**Problem to solve:** Copy the lines verbatim, beginning with the line that contains "of the door" and continuing through the end of the data, and only those lines.

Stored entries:
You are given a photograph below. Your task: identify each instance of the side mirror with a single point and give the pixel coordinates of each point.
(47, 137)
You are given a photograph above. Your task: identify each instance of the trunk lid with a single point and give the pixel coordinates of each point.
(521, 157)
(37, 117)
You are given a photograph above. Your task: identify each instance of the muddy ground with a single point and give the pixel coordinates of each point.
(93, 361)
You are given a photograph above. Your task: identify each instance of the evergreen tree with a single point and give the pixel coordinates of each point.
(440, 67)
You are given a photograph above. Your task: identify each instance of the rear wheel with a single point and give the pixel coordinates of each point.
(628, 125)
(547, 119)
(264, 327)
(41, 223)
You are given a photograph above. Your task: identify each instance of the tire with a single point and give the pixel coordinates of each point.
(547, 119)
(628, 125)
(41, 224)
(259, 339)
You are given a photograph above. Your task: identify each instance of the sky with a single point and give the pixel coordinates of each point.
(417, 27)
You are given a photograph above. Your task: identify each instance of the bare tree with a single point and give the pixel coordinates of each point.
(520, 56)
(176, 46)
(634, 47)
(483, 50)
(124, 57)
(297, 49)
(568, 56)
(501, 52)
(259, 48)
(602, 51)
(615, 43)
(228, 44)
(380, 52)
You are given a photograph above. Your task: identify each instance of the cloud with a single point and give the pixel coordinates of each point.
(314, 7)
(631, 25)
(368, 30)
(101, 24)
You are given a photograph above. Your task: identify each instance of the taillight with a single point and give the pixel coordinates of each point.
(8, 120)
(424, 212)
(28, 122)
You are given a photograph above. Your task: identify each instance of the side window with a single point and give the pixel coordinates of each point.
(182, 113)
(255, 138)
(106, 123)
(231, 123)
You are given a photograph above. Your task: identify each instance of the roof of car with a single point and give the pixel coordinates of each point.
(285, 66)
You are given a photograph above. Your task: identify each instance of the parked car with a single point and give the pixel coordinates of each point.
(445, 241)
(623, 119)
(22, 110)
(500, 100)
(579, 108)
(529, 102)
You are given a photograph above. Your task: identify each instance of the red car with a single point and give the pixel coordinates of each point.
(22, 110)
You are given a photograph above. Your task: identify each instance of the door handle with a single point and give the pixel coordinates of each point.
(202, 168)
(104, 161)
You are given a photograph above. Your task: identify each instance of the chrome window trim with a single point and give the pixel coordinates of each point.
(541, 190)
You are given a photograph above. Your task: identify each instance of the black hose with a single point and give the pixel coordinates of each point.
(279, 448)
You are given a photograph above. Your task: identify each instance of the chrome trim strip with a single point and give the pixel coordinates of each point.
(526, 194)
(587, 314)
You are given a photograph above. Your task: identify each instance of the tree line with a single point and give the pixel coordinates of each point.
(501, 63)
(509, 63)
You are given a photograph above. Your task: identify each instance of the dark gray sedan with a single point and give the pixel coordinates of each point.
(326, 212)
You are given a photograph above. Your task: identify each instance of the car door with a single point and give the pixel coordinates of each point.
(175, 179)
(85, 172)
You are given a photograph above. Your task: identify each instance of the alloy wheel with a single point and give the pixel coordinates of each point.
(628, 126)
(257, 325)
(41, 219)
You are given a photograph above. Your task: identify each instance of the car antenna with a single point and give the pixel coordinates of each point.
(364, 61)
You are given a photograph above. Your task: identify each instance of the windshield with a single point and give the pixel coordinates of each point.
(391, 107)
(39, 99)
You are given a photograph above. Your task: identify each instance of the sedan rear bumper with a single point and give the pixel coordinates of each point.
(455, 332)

**Exercise result:**
You are given a photograph above. Your task: identify each instance of the door handle with a single point and give the pixel coordinates of each point.
(202, 168)
(104, 161)
You are given a photograph above. Your task: identify each instance of the chrome window trim with a single point and give the pixel coordinates of each point.
(541, 190)
You are given a photograph above. Your task: identify each instance of the black hose with a single point and give the pixel coordinates of each point.
(279, 448)
You are given a photograph above. Your task: identify each instance of the chrome trim strip with a single point and give the pixel coordinates of each point.
(526, 194)
(587, 314)
You are given a photograph above. Your task: identify each instance of the tree line with a single point and give the pixel coordinates of each point.
(501, 63)
(509, 63)
You are given a photograph above. Your task: identify each instance of the dark gray sedan with a single point and give the pixel coordinates of each point.
(326, 212)
You are given a photograph above. Your task: identify each instance of the car door with a single point and give the pixel coordinates of each point.
(175, 179)
(85, 172)
You are given a photograph above. Your task: identify each instance of the alloy wheel with a single point and give the pixel coordinates of each point.
(628, 126)
(257, 325)
(41, 219)
You are given a photograph above. Your task: identify each instance of the car antenna with a single point and give the pixel coordinates of each point.
(364, 61)
You are given a photograph above. Your task: identify each instance of the windshield with a single point and give the pixel coordinates of each point.
(391, 107)
(39, 99)
You are given a photograph above. Your task: identify each instance of the sedan rear bumper with a single point and give the pixel coordinates of each point.
(455, 332)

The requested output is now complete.